[[ Working data open ]]
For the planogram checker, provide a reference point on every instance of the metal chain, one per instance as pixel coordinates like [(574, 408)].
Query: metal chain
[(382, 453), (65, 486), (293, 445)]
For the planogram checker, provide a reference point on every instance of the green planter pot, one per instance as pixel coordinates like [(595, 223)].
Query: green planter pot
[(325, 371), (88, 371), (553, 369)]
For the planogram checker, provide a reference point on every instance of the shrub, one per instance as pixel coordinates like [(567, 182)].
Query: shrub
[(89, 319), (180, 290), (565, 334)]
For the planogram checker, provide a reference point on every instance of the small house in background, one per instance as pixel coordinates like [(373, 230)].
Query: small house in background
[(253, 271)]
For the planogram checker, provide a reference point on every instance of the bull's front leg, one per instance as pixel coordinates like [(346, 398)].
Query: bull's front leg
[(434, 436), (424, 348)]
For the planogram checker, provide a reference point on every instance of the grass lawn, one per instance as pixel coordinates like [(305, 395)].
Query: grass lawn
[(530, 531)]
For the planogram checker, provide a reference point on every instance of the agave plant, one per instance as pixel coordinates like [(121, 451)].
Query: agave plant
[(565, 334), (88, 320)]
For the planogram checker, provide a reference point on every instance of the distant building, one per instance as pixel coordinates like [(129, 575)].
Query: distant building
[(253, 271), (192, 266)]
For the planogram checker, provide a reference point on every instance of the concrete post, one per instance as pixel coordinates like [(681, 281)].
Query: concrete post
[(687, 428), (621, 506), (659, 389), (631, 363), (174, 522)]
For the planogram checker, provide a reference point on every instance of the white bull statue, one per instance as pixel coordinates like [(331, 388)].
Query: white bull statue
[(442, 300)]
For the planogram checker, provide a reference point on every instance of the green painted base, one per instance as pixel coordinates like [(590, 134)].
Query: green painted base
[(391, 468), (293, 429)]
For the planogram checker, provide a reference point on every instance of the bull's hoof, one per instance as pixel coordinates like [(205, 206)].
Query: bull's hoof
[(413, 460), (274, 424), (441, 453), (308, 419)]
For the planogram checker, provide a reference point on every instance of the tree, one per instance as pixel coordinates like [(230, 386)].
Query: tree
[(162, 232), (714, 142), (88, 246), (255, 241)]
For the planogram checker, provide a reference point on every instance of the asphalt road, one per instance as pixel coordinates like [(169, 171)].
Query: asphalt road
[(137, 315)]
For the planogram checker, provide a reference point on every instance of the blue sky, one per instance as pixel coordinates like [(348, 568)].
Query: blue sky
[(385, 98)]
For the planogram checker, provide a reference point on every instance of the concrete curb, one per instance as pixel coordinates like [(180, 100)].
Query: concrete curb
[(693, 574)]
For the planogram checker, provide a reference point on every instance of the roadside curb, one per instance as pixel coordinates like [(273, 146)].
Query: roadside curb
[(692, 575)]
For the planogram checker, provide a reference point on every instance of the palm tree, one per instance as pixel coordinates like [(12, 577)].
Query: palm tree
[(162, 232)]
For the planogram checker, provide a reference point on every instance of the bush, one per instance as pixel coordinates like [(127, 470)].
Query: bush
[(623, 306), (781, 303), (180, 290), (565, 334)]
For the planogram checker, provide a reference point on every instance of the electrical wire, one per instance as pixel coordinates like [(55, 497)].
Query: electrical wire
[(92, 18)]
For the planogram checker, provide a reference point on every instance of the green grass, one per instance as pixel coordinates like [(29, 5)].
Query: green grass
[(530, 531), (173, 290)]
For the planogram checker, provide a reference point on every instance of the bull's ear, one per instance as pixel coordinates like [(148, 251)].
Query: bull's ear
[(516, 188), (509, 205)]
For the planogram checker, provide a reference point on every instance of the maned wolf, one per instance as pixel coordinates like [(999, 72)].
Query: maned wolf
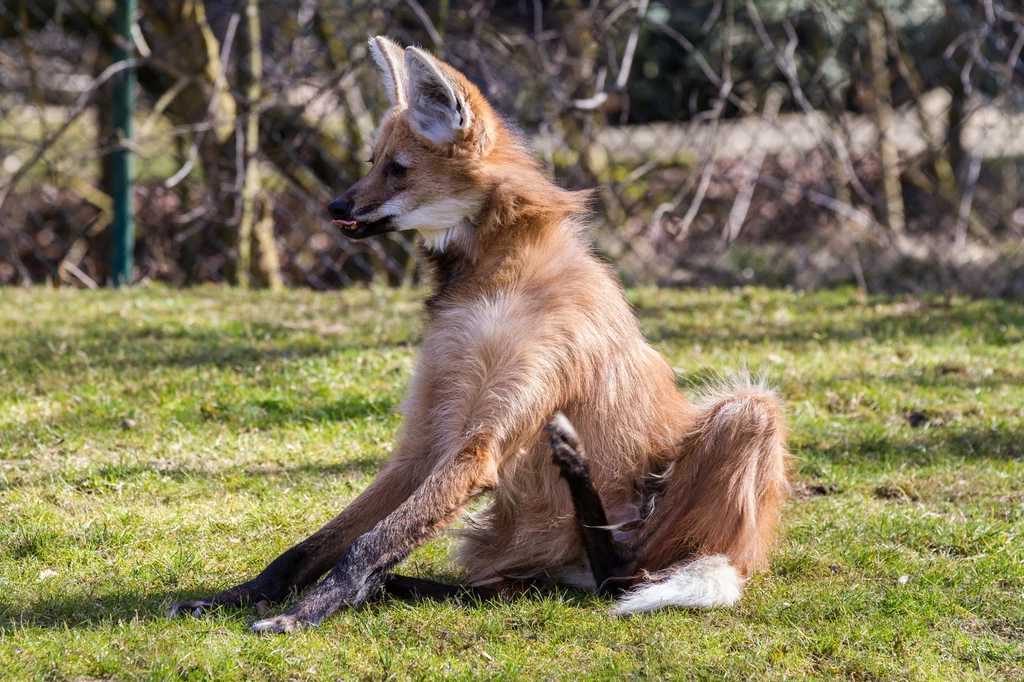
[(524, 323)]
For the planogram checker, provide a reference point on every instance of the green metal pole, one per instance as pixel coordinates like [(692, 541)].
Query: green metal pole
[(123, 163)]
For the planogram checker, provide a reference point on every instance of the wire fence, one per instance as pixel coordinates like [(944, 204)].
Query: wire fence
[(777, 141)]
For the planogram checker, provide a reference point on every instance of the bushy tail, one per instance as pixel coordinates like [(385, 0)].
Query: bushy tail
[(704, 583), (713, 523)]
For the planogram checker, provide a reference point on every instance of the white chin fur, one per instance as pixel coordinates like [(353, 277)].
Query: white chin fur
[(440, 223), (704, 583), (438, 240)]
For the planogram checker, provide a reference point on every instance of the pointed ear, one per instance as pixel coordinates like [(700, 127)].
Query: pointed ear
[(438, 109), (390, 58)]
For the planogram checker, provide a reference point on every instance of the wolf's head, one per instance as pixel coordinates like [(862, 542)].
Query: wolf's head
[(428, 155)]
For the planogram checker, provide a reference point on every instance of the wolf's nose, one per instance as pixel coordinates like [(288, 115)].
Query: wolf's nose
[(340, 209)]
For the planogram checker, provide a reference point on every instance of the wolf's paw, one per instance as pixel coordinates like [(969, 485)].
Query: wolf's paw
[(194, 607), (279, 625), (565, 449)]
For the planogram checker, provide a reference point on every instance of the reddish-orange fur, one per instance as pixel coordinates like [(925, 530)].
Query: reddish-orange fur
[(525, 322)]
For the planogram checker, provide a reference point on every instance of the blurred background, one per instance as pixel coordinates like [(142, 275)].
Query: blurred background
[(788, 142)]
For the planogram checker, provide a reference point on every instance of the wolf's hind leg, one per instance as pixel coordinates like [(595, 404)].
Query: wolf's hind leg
[[ Working data closed ]]
[[ Working data open ]]
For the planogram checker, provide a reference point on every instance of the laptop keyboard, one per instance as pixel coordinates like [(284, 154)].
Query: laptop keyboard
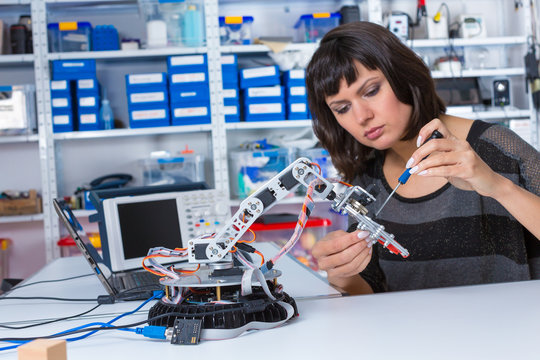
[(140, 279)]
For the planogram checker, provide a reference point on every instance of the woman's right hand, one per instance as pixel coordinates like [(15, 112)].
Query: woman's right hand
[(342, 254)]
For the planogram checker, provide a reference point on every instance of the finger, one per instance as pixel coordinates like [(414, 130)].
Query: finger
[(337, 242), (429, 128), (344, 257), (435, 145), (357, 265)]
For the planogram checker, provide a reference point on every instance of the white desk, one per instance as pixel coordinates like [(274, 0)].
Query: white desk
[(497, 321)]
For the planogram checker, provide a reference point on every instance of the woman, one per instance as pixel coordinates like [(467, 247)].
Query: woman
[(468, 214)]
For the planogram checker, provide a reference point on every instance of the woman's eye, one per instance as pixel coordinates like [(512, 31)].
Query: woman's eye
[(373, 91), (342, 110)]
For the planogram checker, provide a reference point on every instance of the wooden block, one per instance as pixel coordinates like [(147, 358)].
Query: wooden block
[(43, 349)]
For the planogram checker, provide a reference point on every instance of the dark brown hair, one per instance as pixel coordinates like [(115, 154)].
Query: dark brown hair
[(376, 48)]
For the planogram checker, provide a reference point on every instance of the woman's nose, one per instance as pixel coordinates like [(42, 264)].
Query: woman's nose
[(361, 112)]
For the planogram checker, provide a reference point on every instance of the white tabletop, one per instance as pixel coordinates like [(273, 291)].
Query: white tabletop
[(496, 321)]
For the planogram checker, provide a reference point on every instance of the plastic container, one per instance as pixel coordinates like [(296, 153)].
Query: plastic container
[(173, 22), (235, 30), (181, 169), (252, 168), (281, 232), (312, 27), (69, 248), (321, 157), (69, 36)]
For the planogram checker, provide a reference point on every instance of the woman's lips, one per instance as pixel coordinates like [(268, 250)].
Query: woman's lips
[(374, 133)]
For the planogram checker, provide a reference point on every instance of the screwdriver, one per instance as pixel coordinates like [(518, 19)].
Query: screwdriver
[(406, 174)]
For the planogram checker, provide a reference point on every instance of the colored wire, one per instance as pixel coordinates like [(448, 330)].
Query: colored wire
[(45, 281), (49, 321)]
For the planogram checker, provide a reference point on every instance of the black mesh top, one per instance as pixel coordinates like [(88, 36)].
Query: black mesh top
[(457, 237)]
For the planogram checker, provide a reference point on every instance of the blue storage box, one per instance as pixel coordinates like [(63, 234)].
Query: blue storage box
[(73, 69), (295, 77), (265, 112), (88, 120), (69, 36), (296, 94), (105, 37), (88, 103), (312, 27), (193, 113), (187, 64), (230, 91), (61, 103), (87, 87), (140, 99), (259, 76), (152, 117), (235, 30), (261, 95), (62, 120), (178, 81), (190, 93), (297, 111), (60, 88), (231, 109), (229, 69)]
[[ Working data closed ]]
[[ Working data open ]]
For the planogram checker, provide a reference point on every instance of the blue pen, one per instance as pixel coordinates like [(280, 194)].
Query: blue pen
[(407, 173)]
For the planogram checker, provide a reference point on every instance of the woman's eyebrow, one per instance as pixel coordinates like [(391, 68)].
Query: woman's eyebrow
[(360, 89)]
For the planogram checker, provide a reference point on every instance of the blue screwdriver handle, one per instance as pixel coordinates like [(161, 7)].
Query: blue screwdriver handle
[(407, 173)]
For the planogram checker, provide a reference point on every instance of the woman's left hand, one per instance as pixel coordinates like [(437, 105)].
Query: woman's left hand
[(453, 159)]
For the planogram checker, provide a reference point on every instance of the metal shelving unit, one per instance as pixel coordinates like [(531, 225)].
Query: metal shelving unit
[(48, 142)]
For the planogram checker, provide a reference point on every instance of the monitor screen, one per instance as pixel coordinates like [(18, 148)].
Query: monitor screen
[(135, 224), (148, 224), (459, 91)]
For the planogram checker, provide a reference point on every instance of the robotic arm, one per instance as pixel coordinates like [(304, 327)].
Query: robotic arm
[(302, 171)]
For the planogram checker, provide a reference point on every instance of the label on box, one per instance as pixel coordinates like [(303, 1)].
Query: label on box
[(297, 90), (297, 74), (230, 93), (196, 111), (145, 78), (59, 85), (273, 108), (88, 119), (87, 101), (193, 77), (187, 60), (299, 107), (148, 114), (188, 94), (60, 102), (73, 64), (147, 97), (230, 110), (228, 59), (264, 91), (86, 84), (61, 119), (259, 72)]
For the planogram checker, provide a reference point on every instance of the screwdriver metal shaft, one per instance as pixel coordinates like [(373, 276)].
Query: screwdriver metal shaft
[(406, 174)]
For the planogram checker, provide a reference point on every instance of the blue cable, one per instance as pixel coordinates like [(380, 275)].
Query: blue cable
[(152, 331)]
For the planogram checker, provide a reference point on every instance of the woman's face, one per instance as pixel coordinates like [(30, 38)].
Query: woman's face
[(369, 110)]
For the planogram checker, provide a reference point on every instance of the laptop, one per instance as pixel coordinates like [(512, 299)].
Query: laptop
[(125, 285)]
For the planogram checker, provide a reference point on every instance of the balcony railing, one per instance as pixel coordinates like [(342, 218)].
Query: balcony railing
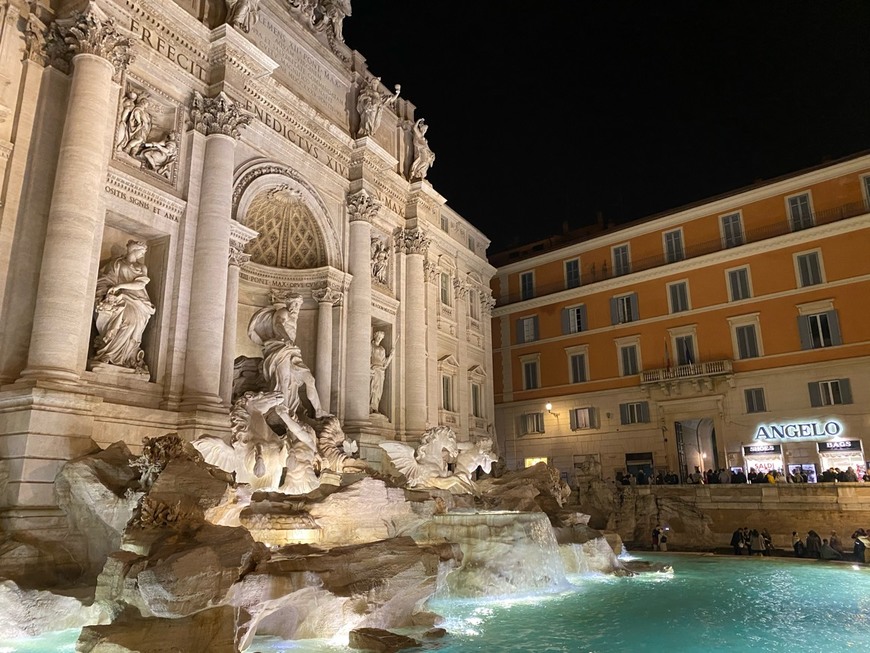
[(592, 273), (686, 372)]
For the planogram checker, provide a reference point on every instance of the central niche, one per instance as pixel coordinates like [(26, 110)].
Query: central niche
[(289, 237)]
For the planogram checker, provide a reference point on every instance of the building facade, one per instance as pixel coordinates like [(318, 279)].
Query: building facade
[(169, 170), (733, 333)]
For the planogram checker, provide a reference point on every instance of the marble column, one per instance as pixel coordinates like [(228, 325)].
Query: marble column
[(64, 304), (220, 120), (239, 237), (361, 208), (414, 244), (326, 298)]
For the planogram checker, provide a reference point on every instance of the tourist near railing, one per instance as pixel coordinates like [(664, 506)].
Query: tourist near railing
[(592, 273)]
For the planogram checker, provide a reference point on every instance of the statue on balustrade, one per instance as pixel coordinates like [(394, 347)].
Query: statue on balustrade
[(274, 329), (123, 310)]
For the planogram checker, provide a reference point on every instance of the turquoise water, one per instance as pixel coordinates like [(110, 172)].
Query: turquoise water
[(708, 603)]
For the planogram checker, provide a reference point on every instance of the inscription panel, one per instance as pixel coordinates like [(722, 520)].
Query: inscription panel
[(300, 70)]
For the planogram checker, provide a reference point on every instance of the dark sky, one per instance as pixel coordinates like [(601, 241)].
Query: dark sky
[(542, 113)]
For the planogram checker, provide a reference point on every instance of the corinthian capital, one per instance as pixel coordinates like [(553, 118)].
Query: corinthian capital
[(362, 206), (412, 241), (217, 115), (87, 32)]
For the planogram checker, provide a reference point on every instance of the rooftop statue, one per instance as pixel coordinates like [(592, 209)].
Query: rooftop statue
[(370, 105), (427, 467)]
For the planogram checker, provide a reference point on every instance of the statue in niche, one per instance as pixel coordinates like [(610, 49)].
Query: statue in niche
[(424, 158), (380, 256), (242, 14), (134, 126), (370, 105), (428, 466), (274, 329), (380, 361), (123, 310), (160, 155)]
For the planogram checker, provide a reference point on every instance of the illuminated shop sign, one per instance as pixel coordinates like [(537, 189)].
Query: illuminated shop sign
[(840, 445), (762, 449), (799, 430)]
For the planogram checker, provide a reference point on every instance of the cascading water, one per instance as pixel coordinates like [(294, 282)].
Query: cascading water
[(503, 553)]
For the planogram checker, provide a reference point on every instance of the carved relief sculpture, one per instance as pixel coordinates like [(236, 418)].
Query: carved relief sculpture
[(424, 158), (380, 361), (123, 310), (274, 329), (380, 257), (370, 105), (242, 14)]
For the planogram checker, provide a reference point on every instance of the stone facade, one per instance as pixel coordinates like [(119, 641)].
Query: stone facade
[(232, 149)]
[[ Working data closed ]]
### Task instructions
Among the lines of the data above, find those with the word "hind" and show them.

### Task response
For the planogram checker, provide a reference point on every instance of the wolf's hind leg, one per instance as pixel coordinates like [(595, 404)].
Query: wolf's hind leg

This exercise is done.